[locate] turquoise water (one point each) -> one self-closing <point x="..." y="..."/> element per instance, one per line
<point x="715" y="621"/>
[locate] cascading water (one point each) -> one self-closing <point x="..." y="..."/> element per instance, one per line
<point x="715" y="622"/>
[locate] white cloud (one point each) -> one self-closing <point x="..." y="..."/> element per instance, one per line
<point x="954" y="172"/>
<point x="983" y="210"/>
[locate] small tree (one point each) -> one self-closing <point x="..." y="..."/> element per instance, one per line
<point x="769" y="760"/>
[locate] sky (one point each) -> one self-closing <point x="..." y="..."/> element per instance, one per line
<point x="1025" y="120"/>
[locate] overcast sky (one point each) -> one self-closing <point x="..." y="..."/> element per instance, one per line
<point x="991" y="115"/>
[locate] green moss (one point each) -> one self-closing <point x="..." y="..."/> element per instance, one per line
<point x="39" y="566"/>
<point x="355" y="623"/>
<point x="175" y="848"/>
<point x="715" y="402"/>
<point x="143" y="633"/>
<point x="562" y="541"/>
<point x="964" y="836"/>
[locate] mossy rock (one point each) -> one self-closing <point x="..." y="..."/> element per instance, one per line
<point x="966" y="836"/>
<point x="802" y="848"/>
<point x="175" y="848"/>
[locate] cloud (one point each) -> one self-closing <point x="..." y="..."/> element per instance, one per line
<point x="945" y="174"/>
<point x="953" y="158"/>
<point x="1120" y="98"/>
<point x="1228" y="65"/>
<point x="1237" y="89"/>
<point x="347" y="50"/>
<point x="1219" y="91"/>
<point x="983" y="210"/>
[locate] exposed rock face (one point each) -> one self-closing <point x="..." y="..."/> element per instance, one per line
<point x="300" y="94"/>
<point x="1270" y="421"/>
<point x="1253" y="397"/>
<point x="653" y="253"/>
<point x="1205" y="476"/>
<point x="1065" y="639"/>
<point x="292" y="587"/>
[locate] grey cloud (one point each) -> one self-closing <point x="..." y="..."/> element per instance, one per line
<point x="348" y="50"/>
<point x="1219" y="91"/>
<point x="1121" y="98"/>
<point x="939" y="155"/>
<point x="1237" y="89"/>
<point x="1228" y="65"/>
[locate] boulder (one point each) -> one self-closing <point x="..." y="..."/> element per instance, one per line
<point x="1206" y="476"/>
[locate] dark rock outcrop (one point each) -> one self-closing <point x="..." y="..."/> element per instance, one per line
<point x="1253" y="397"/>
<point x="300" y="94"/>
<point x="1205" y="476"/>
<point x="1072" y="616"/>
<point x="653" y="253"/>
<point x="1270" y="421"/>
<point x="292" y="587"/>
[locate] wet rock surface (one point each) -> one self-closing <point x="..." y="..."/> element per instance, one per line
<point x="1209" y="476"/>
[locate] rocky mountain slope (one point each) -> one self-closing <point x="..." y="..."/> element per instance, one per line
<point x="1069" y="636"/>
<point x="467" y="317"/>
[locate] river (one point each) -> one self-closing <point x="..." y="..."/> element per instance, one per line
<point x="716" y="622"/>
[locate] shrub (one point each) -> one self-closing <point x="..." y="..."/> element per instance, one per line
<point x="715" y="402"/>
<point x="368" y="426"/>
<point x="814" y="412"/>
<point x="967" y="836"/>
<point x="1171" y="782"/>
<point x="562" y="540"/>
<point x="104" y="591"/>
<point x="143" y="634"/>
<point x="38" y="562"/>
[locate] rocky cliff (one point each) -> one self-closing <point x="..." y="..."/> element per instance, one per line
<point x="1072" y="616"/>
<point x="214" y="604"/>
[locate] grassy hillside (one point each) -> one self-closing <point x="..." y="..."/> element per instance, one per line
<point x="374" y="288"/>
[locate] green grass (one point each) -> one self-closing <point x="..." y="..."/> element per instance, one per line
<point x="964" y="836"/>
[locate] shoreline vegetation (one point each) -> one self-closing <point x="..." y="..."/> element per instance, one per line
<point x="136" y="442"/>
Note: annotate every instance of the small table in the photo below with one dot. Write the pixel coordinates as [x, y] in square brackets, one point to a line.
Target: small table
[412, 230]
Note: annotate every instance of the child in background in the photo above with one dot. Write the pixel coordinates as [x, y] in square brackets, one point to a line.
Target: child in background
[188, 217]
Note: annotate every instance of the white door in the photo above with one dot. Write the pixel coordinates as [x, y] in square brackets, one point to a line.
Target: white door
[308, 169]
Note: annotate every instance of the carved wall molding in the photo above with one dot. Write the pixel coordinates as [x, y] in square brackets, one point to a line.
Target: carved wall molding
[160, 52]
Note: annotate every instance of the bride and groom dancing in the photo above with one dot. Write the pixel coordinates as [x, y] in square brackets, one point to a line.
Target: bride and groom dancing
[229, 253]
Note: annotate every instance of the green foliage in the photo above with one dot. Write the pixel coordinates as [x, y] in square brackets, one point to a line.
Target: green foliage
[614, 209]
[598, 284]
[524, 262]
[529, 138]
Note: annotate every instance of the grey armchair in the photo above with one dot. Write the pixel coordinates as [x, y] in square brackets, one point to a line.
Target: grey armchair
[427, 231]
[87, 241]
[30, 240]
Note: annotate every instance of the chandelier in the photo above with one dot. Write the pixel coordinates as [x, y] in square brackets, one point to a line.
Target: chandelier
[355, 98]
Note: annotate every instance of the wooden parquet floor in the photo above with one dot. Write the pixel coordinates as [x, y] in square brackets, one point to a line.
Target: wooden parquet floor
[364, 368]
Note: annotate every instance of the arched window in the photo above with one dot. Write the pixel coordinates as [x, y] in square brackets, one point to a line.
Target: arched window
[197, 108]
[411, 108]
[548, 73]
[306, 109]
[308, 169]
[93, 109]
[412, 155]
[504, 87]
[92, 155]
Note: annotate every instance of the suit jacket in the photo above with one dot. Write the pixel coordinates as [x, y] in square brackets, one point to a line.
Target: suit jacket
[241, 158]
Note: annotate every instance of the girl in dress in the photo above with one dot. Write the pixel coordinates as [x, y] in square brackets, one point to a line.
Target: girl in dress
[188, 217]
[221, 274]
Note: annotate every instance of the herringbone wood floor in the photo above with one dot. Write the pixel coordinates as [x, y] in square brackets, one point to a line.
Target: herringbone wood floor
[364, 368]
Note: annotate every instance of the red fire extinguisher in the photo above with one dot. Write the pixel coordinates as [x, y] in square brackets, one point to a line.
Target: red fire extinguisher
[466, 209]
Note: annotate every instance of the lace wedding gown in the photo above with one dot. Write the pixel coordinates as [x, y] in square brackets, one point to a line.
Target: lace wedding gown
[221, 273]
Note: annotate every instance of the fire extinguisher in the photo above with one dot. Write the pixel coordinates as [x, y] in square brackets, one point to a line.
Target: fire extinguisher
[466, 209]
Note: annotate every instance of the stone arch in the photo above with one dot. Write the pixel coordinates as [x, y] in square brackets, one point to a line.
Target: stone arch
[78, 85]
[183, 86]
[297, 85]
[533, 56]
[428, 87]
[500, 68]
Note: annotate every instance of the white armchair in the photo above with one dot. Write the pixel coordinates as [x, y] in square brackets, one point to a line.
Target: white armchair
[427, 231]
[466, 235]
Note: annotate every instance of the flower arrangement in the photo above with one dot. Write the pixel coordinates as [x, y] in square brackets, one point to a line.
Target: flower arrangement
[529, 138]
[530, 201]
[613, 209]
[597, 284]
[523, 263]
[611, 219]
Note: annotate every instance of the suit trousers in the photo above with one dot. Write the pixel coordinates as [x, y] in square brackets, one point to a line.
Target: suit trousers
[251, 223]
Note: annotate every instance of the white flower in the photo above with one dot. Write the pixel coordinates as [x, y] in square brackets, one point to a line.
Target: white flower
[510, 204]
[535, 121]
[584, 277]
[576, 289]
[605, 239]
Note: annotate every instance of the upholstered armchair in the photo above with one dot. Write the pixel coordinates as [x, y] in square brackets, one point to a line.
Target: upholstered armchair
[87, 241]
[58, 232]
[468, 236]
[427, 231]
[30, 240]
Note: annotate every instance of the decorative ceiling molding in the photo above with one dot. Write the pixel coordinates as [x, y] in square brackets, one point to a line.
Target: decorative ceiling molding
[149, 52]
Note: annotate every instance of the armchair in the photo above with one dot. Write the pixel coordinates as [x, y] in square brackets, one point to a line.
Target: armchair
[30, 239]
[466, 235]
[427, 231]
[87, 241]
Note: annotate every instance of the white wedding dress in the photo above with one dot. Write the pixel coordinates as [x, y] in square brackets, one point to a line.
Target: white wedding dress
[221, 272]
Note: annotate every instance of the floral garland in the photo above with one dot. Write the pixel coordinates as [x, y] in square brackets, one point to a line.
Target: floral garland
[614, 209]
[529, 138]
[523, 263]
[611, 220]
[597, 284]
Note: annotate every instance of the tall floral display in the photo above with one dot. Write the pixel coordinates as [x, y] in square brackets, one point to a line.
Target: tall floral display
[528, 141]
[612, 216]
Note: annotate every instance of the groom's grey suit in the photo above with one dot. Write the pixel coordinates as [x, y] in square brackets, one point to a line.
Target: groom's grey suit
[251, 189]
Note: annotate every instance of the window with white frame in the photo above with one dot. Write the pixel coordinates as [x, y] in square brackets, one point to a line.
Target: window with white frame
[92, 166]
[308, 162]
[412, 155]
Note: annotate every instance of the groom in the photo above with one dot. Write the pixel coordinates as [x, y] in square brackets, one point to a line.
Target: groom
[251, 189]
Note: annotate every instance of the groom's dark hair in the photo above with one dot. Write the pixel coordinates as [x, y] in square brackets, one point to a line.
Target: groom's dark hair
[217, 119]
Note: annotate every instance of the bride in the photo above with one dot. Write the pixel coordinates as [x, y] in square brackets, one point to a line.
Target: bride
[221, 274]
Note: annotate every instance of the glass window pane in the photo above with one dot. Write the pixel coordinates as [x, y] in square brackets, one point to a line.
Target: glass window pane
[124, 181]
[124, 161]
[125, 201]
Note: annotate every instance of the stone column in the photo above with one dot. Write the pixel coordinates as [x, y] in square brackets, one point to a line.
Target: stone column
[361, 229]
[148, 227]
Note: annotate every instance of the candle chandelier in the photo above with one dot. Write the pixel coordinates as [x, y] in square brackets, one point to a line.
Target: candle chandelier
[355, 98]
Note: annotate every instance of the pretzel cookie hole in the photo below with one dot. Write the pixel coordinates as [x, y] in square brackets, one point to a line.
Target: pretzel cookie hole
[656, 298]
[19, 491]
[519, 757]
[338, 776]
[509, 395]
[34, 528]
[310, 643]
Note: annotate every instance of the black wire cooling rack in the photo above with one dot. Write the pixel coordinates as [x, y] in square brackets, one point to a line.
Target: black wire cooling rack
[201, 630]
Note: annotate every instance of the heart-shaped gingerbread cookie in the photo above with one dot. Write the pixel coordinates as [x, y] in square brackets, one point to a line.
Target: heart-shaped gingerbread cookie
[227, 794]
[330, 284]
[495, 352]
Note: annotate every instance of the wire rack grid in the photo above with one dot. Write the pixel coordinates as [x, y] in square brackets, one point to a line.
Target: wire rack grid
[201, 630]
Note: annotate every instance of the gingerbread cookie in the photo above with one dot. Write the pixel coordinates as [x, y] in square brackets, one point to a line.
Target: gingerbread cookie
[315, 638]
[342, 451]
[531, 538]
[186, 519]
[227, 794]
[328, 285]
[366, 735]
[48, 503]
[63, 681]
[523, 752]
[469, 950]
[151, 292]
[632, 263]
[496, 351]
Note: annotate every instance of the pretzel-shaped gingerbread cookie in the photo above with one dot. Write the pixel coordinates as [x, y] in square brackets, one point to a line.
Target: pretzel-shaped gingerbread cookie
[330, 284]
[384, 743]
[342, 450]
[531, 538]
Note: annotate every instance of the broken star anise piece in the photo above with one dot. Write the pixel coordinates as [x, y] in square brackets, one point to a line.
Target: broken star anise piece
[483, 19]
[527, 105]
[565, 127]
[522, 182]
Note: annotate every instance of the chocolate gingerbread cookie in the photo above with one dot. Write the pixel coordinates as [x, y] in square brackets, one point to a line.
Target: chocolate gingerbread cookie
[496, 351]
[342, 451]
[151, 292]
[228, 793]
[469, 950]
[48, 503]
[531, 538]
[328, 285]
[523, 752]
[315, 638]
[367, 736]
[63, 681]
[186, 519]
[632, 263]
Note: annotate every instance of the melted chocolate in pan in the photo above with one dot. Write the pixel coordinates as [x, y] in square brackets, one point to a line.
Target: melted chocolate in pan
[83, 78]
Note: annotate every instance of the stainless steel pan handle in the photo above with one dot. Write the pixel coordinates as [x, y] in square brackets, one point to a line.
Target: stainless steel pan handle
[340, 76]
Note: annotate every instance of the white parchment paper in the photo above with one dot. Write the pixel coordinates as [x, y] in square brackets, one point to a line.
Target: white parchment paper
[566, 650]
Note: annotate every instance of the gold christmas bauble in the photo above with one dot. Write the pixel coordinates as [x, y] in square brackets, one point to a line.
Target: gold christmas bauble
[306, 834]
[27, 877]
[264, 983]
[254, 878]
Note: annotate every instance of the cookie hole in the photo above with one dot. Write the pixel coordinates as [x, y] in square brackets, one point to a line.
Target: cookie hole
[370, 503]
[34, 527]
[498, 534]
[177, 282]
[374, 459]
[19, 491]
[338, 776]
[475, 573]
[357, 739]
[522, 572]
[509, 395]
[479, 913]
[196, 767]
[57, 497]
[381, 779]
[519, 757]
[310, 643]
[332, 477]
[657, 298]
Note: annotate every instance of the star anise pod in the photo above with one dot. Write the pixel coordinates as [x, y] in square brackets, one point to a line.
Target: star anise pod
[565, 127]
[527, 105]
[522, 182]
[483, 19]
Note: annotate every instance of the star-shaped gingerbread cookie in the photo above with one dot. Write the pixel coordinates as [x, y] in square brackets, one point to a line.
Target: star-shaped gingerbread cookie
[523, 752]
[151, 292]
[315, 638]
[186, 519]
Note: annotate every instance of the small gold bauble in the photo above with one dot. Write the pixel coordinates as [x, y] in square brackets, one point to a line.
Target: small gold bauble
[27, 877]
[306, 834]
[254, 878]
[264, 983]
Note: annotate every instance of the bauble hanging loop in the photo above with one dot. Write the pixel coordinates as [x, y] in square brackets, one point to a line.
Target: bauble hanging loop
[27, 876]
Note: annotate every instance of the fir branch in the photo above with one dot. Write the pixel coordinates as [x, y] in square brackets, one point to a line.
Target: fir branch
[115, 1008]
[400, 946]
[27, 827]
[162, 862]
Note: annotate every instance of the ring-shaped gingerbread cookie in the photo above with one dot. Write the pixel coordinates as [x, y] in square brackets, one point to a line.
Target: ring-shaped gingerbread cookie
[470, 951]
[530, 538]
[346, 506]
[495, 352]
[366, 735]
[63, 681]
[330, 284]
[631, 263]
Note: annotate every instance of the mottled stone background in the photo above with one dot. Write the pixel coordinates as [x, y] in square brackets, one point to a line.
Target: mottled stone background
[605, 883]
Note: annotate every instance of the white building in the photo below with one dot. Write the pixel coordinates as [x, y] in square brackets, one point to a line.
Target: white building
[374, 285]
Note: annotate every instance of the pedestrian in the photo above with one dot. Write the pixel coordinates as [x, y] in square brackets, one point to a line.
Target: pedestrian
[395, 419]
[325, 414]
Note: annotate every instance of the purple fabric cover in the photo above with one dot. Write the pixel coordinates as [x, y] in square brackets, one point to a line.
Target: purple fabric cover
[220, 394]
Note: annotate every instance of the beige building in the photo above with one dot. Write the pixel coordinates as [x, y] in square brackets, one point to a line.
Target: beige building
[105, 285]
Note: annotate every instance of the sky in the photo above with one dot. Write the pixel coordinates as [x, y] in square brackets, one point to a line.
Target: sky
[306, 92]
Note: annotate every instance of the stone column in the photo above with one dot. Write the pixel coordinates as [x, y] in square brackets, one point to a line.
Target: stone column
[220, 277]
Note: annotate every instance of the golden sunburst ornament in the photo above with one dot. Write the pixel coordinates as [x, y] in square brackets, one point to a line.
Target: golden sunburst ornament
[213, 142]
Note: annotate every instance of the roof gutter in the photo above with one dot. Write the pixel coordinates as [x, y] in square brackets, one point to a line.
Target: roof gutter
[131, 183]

[WHAT YOU ARE ASKED TO DO]
Look through the entries above and quote exactly the lines from the line with "Target: star anise pod" to the line with "Note: annotate every instance of the ring-shaped", counting both of those lines.

[WRITTEN SOLUTION]
Target: star anise pod
[565, 127]
[527, 105]
[522, 182]
[483, 19]
Note: annotate every instance of the star-shaped gingerbread cookie in the photo above with one dot. Write the pixel coordinates as [x, y] in square brackets, one point to a line.
Target: star-shaped gingerbread cookie
[523, 752]
[151, 292]
[315, 638]
[186, 519]
Note: annotate every instance of the small gold bauble in the photo above with one dot. Write the pixel coordinates as [x, y] in square brackets, one point to a line.
Target: small gold bauble
[27, 877]
[306, 834]
[254, 878]
[264, 983]
Note: annotate every instance of the bauble hanging loop in the photo above with one dot. Write the pixel coordinates as [x, y] in square brackets, one point to a line.
Target: bauble hanging loop
[27, 876]
Note: annotate every instance of the fir branch in the photo above with one dot. Write the pixel coordinates as [x, y] in square brackets, one point to a line.
Target: fir branch
[115, 1008]
[400, 946]
[27, 827]
[162, 862]
Note: annotate every instance of the ring-shaped gingerbread cookie in the photo above with one dot. Write the pixel coordinates as [x, y] in square brackets, one point to a line.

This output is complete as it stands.